[<prev] [next>] [<thread-prev] [thread-next>] [day] [month] [year] [list]
Message-ID: <20081001084825.GA25009@elte.hu>
Date: Wed, 1 Oct 2008 10:48:25 +0200
From: Ingo Molnar <mingo@...e.hu>
To: Steven Noonan <steven@...inklabs.net>
Cc: linux-kernel@...r.kernel.org, alan@...rguk.ukuu.org.uk
Subject: Re: [PATCH -tip] drivers/serial/8250.c: 'i' may be used
uninitialized
* Steven Noonan <steven@...inklabs.net> wrote:
> I was kind of worried about being exceedingly verbose, but I
> understand your point perfectly. I'm going to resend the patch with an
> appropriately verbose comment.
>
> As always, I appreciate the criticism. Thank you! :)
I have yet to meet a too verbose commit log, and i've seen many - so
there's basically no way you can stretch. Our problem 99% of the time is
that commit logs are either not verbose at all, or are structured in a
way that makes it hard to interpret them.
If you think a change is too verbose, you could start using the
'Impact:' line convention we recently started using in the x86 tree.
Something like:
serial, 8250.c: fix warning: 'i' may be used uninitialized
Impact: cleanup, fix bogus gcc warning
serial_unlink_irq_chain() does not initialize iterator 'i', and that is
correct logically because it is always initialized due to XYZ. Gcc does
not realize this connection and emits a false warning. Annotate it with
uninitialized_var().

Short exercise a:
Which lines of the records below contain the word "grout"? Return each of those lines.

Data supplied:
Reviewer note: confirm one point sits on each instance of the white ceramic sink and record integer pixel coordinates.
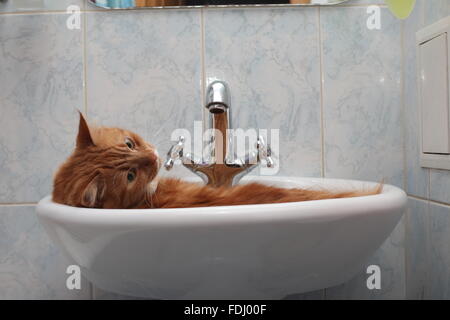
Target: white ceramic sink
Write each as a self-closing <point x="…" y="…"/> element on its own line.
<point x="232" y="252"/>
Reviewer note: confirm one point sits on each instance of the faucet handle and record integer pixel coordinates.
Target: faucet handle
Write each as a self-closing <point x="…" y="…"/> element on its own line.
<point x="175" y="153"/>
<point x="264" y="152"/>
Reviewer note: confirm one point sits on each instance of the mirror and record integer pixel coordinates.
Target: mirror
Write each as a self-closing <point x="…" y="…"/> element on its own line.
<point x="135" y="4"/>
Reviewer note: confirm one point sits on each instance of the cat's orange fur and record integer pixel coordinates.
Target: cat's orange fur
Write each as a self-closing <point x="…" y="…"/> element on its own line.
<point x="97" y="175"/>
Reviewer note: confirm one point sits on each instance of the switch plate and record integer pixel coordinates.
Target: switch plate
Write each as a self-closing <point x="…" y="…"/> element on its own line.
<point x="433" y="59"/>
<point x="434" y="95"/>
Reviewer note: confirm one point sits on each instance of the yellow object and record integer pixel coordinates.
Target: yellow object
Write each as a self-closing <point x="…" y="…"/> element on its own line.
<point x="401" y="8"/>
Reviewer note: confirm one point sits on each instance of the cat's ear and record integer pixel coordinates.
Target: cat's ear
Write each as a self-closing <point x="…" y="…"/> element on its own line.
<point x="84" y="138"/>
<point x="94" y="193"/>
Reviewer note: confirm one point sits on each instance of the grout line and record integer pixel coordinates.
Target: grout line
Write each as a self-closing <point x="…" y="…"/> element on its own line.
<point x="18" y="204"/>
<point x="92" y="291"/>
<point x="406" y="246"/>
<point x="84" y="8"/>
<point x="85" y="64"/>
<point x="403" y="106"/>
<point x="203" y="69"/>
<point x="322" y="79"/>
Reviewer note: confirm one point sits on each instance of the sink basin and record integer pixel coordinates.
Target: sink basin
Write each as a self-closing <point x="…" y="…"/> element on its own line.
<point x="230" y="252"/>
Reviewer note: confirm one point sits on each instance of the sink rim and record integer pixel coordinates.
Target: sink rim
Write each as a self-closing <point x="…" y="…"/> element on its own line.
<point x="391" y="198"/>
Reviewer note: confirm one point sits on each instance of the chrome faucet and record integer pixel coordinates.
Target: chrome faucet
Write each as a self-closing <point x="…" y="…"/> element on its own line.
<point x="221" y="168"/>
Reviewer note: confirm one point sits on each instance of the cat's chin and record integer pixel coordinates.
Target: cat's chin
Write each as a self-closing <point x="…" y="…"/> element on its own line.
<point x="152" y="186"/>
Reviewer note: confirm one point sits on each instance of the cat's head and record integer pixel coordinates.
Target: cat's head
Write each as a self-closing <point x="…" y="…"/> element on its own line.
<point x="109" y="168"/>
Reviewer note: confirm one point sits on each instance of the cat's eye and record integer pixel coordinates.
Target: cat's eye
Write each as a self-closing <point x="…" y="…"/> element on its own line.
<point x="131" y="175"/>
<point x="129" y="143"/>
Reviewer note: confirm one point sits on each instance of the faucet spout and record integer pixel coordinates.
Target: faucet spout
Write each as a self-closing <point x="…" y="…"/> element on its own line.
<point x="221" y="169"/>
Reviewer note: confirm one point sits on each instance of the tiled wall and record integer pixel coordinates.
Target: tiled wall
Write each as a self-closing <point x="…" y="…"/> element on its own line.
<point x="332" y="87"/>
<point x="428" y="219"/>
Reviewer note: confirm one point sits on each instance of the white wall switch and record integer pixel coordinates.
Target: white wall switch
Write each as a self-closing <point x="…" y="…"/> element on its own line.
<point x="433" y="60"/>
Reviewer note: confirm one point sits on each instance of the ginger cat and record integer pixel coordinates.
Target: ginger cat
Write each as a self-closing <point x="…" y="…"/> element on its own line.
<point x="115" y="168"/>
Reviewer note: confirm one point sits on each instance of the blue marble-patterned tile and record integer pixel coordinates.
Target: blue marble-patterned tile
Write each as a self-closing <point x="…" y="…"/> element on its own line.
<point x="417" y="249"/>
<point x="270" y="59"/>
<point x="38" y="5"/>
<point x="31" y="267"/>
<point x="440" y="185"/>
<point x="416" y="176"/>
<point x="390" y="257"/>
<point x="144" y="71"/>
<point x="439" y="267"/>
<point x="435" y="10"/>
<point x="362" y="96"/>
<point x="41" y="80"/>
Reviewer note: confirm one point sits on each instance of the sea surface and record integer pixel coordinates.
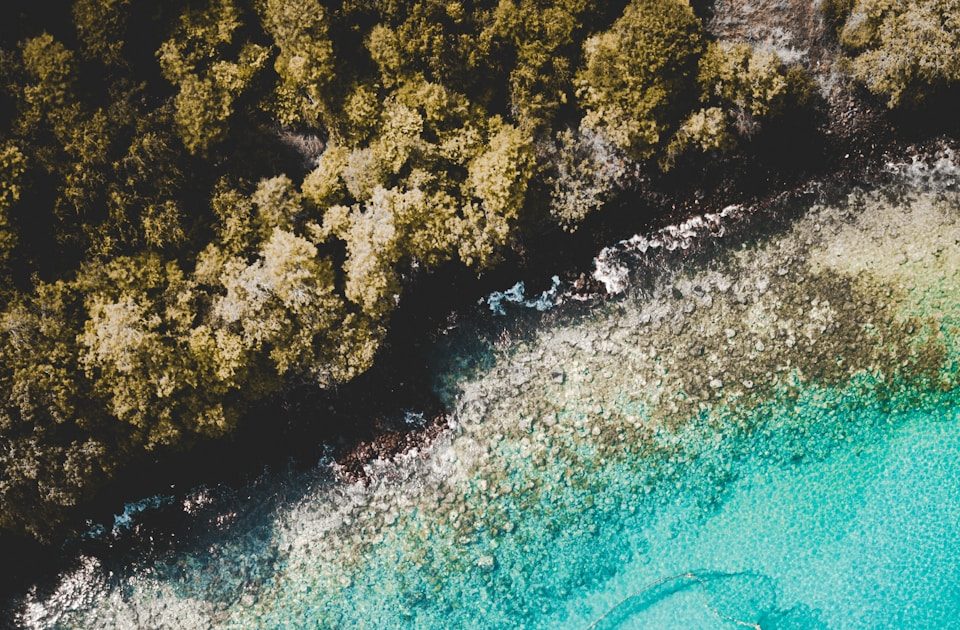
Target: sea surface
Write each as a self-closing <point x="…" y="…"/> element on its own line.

Short exercise b:
Can you reproduce the stretch of the message from "If you think" through "uninitialized_var().", substituting "index variable" for "iterator"?

Answer a:
Reviewer note: confirm one point sits on each instance of the grout line and record integer pixel coordinates.
Target: grout line

Answer b:
If you think a change is too verbose, you could start using the
'Impact:' line convention we recently started using in the x86 tree.
Something like:
serial, 8250.c: fix warning: 'i' may be used uninitialized
Impact: cleanup, fix bogus gcc warning
serial_unlink_irq_chain() does not initialize index variable 'i', and that is
correct logically because it is always initialized due to XYZ. Gcc does
not realize this connection and emits a false warning. Annotate it with
uninitialized_var().